_Objective 1_:
Repeat the passage of the spinlock discussion word for word, starting at "I'm not convinced" and ending at "inclusive/exclusive as required.".

* * * * *

Here is the code from s_lock.c that shows how we add delay for the backoff,
before the TAS is tried again.
Also, there is a bug here in all likelihood, as the author wanted to round
off the value coming out of the equation by adding 0.5. Integer casting in
c/c++ will drop the decimal part out((int)12.9999 = 12).
And if the RNG keeps producing values close to 0, the delay will never
increase(as it will keep integer casting to 0) and end up spinning 1000
times within 1second itself. That is one of the reasons why we could
reproduce this by forcing low RNG numbers in our test cases.
So, steps that I would recommend
1. Firstly, use ceiling for round off
2. cur_delay should increase by max(1000, RNG generated value)
3. Change the hashing function
4. Capture the new 0 state, and then try to reseed.
/* increase delay by a random fraction between 1X and 2X */
status->cur_delay += (int) (status->cur_delay *
pg_prng_double(&pg_global_prng_state) +
0.5);
Hi,
On 2024-04-08 22:52:09 -0700, Parag Paul wrote:
We have an interesting problem, where PG went to PANIC due to stuck
spinlock case.
On careful analysis and hours of trying to reproduce this(something that
showed up in production after almost 2 weeks of stress run), I did some
statistical analysis on the RNG generator that PG uses to create the
backoff for the spin locks.
ISTM that the fix here is to not use a spinlock for whatever the contention is
on, rather than improve the RNG.
Greetings,
Andres Freund
On Tue, Apr 9, 2024 at 5:05 PM Andres Freund <andres@anarazel.de> wrote:
ISTM that the fix here is to not use a spinlock for whatever the contention is
on, rather than improve the RNG.
I'm not convinced that we should try to improve the RNG, but surely we
need to put parentheses around pg_prng_double(&pg_global_prng_state) +
0.5. IIUC, the current logic is making us multiply the spin delay by a
value between 0 and 1 when what was intended was that it should be
multiplied by a value between 0.5 and 1.5.
If I'm reading this correctly, this was introduced here:
commit 59bb147353ba274e0836d06f429176d4be47452c
Author: Bruce Momjian <bruce@momjian.us>
Date: Fri Feb 3 12:45:47 2006 +0000
Update random() usage so ranges are inclusive/exclusive as required.
--
Robert Haas
EDB: http://www.enterprisedb.com
Hi Andres,
This is a little bit more complex than that. The spinlocks are taken in the
LWLock(Mutex) code, when the lock is not available right away.

* * * * *

_Objective 2_:
Reproduce the entries below without any change, starting at their very beginning and ending at the line that contains "pixel 99 410", with both ends included. Leave the pictures out of your answer.

Entries taken from a collection
* * * * *

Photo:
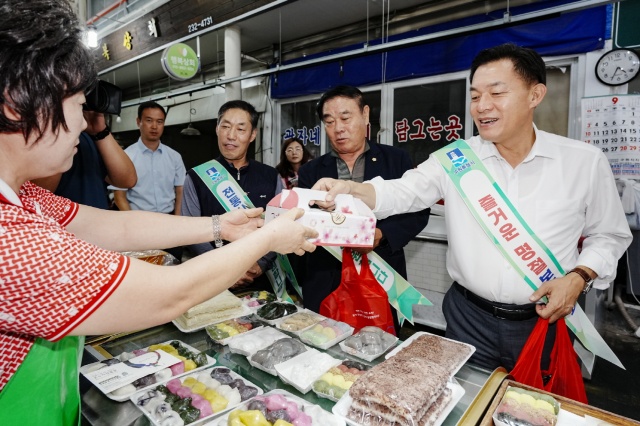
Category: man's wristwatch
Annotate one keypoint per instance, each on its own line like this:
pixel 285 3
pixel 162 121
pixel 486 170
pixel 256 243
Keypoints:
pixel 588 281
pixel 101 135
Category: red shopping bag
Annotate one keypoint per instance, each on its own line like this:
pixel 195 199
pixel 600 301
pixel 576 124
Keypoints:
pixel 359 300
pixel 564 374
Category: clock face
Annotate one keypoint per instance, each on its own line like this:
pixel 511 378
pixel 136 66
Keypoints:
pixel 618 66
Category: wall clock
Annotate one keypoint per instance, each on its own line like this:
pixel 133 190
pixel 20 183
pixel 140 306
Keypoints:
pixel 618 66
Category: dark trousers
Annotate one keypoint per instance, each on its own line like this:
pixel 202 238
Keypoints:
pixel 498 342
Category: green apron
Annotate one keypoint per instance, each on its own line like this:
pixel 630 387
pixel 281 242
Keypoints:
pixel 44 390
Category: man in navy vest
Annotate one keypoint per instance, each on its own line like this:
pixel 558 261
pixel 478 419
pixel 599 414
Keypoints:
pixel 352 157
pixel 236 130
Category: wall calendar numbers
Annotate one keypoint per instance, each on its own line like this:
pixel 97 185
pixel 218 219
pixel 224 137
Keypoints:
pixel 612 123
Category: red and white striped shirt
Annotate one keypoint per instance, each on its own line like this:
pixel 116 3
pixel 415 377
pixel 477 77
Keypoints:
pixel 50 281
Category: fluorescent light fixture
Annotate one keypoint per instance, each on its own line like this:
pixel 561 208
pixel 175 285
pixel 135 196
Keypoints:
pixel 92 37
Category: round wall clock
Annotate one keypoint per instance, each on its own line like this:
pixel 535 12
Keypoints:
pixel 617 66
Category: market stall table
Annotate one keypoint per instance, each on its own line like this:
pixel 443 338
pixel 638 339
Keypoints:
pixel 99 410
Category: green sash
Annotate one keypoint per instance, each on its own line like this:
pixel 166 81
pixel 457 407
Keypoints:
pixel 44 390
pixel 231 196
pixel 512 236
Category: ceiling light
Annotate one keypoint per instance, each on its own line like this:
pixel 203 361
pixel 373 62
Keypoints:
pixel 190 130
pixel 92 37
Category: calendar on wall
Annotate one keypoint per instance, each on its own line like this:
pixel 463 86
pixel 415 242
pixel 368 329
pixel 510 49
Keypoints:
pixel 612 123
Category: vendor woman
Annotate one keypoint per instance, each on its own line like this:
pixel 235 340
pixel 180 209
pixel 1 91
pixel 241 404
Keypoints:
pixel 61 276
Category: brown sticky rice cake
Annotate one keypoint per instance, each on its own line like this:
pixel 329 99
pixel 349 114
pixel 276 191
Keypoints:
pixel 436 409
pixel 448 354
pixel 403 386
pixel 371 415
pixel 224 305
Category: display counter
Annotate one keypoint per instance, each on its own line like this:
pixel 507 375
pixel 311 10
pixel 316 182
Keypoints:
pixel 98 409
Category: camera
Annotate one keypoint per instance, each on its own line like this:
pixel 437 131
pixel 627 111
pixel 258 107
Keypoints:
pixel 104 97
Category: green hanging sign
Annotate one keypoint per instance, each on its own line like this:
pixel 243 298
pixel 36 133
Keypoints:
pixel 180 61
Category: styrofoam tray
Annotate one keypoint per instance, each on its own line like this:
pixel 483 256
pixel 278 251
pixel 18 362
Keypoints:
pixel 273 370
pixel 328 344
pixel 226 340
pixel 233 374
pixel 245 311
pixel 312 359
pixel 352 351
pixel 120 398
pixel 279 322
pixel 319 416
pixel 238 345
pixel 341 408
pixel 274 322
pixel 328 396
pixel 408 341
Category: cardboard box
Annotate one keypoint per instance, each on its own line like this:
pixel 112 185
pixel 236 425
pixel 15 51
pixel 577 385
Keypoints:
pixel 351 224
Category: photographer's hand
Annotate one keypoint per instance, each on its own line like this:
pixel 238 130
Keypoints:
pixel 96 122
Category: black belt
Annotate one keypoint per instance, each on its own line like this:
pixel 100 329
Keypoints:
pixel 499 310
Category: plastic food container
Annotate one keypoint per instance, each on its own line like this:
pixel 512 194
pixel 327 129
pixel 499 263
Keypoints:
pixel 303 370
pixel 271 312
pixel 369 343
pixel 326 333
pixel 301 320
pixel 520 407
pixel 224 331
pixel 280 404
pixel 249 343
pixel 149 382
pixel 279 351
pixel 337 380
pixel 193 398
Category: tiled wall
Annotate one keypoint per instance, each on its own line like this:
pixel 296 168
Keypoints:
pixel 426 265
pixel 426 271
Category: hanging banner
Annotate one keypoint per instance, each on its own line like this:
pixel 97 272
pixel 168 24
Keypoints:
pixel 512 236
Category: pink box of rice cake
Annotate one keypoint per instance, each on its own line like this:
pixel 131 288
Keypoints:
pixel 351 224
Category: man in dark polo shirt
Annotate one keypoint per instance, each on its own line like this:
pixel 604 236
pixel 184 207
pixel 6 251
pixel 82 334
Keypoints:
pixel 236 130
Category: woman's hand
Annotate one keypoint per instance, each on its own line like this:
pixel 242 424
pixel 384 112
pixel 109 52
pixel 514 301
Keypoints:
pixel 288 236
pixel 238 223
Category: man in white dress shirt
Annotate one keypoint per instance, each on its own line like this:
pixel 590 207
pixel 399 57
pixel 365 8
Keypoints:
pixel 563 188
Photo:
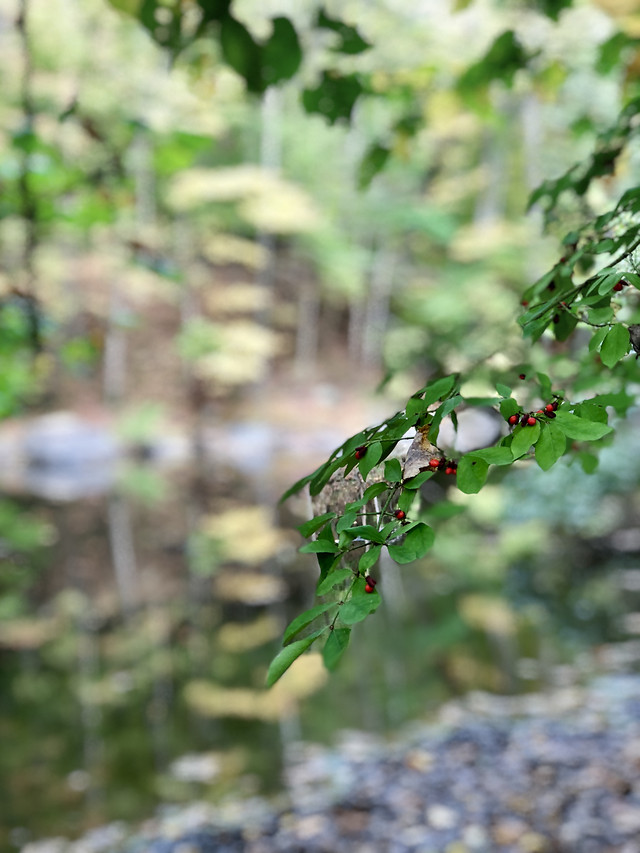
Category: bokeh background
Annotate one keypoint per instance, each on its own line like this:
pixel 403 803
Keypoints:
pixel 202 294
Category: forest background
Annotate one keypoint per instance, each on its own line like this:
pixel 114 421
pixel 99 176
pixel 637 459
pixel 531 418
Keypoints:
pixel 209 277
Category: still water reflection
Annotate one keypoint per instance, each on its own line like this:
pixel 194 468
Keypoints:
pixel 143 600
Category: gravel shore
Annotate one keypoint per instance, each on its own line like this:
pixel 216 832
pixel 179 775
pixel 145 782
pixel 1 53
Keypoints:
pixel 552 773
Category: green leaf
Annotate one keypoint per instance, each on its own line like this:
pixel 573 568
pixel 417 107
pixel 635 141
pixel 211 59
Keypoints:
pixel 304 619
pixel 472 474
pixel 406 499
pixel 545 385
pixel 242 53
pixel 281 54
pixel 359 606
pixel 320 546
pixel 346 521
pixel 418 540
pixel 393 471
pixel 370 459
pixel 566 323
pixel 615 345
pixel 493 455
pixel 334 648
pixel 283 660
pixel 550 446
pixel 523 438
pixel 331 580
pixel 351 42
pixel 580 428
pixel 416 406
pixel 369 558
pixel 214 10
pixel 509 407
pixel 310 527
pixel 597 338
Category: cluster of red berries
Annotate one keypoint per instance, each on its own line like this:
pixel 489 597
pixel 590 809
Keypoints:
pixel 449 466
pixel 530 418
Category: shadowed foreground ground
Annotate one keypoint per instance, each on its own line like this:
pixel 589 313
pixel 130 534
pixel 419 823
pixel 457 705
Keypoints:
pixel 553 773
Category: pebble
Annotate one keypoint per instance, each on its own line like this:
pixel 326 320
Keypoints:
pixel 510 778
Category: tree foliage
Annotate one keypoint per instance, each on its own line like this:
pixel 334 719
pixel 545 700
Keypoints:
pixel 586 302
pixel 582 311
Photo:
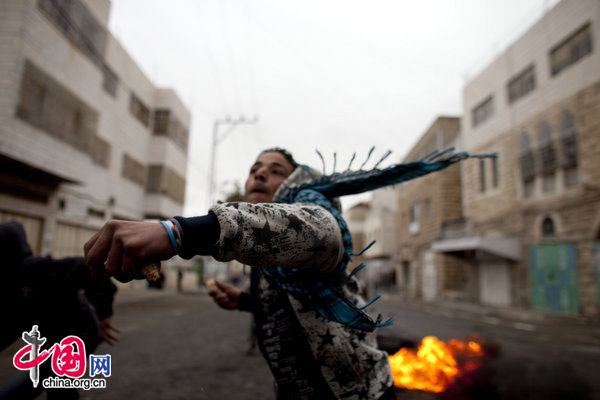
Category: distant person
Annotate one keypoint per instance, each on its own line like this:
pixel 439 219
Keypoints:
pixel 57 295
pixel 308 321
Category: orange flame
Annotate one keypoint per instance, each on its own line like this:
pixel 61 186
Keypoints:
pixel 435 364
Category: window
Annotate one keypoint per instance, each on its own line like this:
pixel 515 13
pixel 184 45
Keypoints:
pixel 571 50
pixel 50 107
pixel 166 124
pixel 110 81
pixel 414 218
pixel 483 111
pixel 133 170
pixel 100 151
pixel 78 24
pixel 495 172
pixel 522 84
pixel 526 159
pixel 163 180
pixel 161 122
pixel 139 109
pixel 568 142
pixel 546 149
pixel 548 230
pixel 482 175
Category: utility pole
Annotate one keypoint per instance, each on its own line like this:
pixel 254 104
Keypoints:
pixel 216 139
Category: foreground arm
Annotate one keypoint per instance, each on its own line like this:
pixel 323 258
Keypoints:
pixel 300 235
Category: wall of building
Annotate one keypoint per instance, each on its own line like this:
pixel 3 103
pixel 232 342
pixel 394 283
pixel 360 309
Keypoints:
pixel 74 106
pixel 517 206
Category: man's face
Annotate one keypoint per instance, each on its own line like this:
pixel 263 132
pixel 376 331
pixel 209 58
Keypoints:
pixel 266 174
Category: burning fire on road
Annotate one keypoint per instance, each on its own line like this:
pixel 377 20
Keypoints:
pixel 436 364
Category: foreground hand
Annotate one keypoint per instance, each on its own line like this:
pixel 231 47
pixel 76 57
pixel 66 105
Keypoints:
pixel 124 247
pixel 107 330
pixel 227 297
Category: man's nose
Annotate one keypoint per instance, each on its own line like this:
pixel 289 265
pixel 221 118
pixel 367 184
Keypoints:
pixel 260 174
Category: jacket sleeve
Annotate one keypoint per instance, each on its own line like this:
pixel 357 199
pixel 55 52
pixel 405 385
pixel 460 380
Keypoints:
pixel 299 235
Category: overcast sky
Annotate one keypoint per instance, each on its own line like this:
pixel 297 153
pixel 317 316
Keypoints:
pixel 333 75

* * * * *

_Exercise response 1_:
I'm not convinced that we should try to improve the RNG, but surely we
need to put parentheses around pg_prng_double(&pg_global_prng_state) +
0.5. IIUC, the current logic is making us multiply the spin delay by a
value between 0 and 1 when what was intended was that it should be
multiplied by a value between 0.5 and 1.5.
If I'm reading this correctly, this was introduced here:
commit 59bb147353ba274e0836d06f429176d4be47452c
Author: Bruce Momjian <bruce@momjian.us>
Date: Fri Feb 3 12:45:47 2006 +0000
Update random() usage so ranges are inclusive/exclusive as required.

_Exercise response 2_:
Photo:
Category: man's wristwatch
Annotate one keypoint per instance, each on its own line like this:
pixel 285 3
pixel 162 121
pixel 486 170
pixel 256 243
Keypoints:
pixel 588 281
pixel 101 135
Category: red shopping bag
Annotate one keypoint per instance, each on its own line like this:
pixel 195 199
pixel 600 301
pixel 576 124
Keypoints:
pixel 359 300
pixel 564 374
Category: clock face
Annotate one keypoint per instance, each on its own line like this:
pixel 511 378
pixel 136 66
Keypoints:
pixel 618 66
Category: wall clock
Annotate one keypoint per instance, each on its own line like this:
pixel 133 190
pixel 20 183
pixel 140 306
Keypoints:
pixel 618 66
Category: dark trousers
Annotate one keypoint per instance, each on its own line like this:
pixel 202 238
Keypoints:
pixel 498 342
Category: green apron
Annotate one keypoint per instance, each on its own line like this:
pixel 630 387
pixel 281 242
Keypoints:
pixel 44 390
Category: man in navy vest
Annotate one keypoint per instance, each on its own line like this:
pixel 558 261
pixel 478 419
pixel 599 414
Keypoints:
pixel 352 157
pixel 236 130
Category: wall calendar numbers
Annotate one keypoint per instance, each on its own line like this:
pixel 97 185
pixel 218 219
pixel 224 137
Keypoints:
pixel 612 123
Category: red and white striped shirt
Annotate one keypoint per instance, each on its own line like this:
pixel 116 3
pixel 415 377
pixel 477 77
Keypoints:
pixel 50 281
Category: fluorescent light fixture
Annotate one keypoint per instance, each on its own line like this:
pixel 561 208
pixel 175 285
pixel 135 196
Keypoints:
pixel 92 37
Category: round wall clock
Annotate one keypoint per instance, each on its own line like this:
pixel 535 12
Keypoints:
pixel 617 66
Category: market stall table
Annotate one keypoint per instance, each on its own line like this:
pixel 443 338
pixel 638 339
Keypoints:
pixel 99 410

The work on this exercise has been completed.